---- Document passage
Course: I²S audio codec ADC/DAC interface using VHDL and the Xilinx Zynq FPGA
Learn to implement the I²S protocol in VHDL and configure the ADAU1761 ADC/DAC audio codec chip on the Xilinx Zedboard with bare-metal C programming.
Description
This course teaches you how to set up an FPGA system-on-chip (SoC) design for audio processing applications.
First, we create a block design in Vivado and use the Xilinx IIC IP core to interface the configuration port of the Analog Devices ADAU1761 audio codec chip. Then, we export the project to Vitis and write a bare-metal C program to configure its register according to the datasheet.
In the second section of this course, we write a VHDL module that can communicate with the ADAU1761 using the I²S protocol. This module can read audio samples from the ZedBoard’s ADC (analog-to-digital converter) and them back to the DAC (digital-to-analog converter).
With this setup, you can implement any audio processing algorithm in VHDL by manipulating the 24-bit left/right audio samples that are coming from the ADC and going to the DAC.
Finally, in the last section of this course, we create a self-checking testbench for the VHDL design. You will learn to use a bus-functional model (BFM) to simulate the external audio codec chip that the DUT (device under test) talks to, and you will see how to visualize audio data in the simulator waveform.
This course is only available in the VHDLwhiz Membership.
The membership subscription gives you access to this and many other courses and VHDL resources.
You pay monthly to access the membership and can cancel the automatic renewal anytime. There is no lock-in period or hidden fees.
Hardware used in the course
- Xilinx (Avnet) ZedBoard (SKU: AES-Z7EV-7Z020-G)
Resellers: Avnet, Digilent, Farnell, Newark, Mouser, DigiKey
(The ADAU1761 ADC/DAC is on the ZedBoard)
Software used in the course
I am using Windows 10 in the course. All the other software is available for free for Windows and Linux:
- Questa – Intel FPGA Edition(includes Starter Edition)
--------
---- Entries shown
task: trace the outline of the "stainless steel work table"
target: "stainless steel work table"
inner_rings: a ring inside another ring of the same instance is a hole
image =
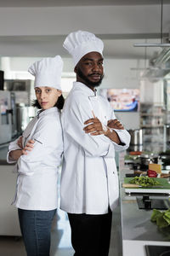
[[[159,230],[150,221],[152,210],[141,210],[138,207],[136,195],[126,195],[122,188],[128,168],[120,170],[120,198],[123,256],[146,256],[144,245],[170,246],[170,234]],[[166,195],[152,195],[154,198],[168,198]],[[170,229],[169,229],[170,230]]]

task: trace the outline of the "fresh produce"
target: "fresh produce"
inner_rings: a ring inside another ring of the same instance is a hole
--------
---- Entries shown
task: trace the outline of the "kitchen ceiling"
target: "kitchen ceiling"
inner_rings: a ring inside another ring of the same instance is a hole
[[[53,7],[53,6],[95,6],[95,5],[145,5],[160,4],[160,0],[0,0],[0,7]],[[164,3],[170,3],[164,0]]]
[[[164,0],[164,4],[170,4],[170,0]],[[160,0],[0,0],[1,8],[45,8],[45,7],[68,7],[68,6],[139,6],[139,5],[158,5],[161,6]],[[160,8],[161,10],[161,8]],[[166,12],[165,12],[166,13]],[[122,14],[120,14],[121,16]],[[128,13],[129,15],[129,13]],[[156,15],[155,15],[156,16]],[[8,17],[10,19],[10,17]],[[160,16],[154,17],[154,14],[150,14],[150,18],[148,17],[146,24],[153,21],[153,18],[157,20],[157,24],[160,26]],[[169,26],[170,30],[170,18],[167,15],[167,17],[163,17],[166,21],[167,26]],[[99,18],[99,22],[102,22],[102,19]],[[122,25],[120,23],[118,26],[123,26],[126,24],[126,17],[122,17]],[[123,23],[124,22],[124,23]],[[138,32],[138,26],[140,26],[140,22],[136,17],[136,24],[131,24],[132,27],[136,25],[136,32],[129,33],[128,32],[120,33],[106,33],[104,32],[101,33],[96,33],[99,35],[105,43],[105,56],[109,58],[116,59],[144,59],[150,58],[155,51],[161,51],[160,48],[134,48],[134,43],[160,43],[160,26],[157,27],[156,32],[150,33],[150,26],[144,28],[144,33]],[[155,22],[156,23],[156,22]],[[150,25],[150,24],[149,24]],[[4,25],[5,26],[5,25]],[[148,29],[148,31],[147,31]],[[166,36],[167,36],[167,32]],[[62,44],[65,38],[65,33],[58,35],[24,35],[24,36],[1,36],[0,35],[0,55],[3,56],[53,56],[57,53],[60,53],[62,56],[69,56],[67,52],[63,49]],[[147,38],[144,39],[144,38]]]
--------
§ Challenge 1:
Answer these from the I²S codec course description:
(a) Which Xilinx IP core is used to interface the configuration port of the ADAU1761?
(b) How many bits wide are the left/right audio samples that the VHDL design manipulates?
(c) Which operating system is used in the course?
§ Challenge 2: Pick up the I²S codec course description after its final line and continue it.

§ Right answer 1:
(a) The Xilinx IIC IP core.
(b) 24 bits.
(c) Windows 10.

§ Right answer 2:
(Any version of ModelSim or QuestaSim will work) - Xilinx Vivado and Vitis
(Or the implementation software for your FPGA architecture) - Microsoft Visual Studio Code
(Any editor will do) - Generic speakers and mini jack audio cable
- Generic mini jack (male) to mini jack (male) cable
Course outline
The overview below shows the lessons you can access after purchasing this course.
1 – ZedBoard audio pass-through
We start by creating a system-on-chip (SoC) design in Vivado to communicate with the ADAU1761 audio codec chip’s I²C configuration port. Then we write a C program in Vitis to configure the chip using the Zynq-7000 FPGA’s ARM processor.
1.1 - Project overview
Welcome to this bonus series which is a walkthrough of how I created this month's resource item.
1.2 - Vivado project setup
Let's get started by creating a Vivado project and a folder to store our design files.
1.3 - Vivado block design
Using a block design, we can utilize the free IP cores available in Vivado without coding VHDL.
1.4 - Exporting the hardware to Vitis
To access the custom logic from a C program running on the ARM core, we must first export the hardware configuration from Vivado to Vitis.
1.5 - Creating an application project
Let's first try a template Hello World! application to make sure that the software design flow is working.
1.6 - ADAU1761 I2C configuration
This lesson will go through the C program that writes to the configuration registers on the ADAU1761 chip using I²C.
1.7 - Testing with ILA and speakers
It's time to test the design and see if we can stream audio through the FPGA.
2 – I²S audio interface
In this section, we create an I²S interface module in VHDL. We’ll use it for sending and receiving audio samples through the ADAU1761 audio codec chip on the Xilinx ZedBoard.
2.1 - Project overview
We will create a VHDL module for interfacing an I²S audio codec chip. And we will make a self-checking testbench to verify it in simulation.
2.2 - How I2S works
Before we can create an I²S module, we have to understand how the interface works.
2.3 - Module entity
We'll start on the I²S VHDL module by defining the entity signals and creating the ModelSim project.
2.4 - Synchronize inputs
We need to synchronize the input signals coming from the ADAU1761 chip to the system clock.
2.5 - Audio out and rising/falling edge functions
In this lesson, we create two helper functions and a process for sampling the audio out data.
2.6 - Finite-state machine outline
Let's start by defining the state names and using them in a Case-When statement within a process.
2.7 - Finite-state machine implementation
It's time to complete the state machine and the I²S VHDL module.
2.8 - Vivado block design integration
Let's integrate the finished VHDL module into the Vivado block design, export it to Vitis, and test it on the Xilinx ZedBoard.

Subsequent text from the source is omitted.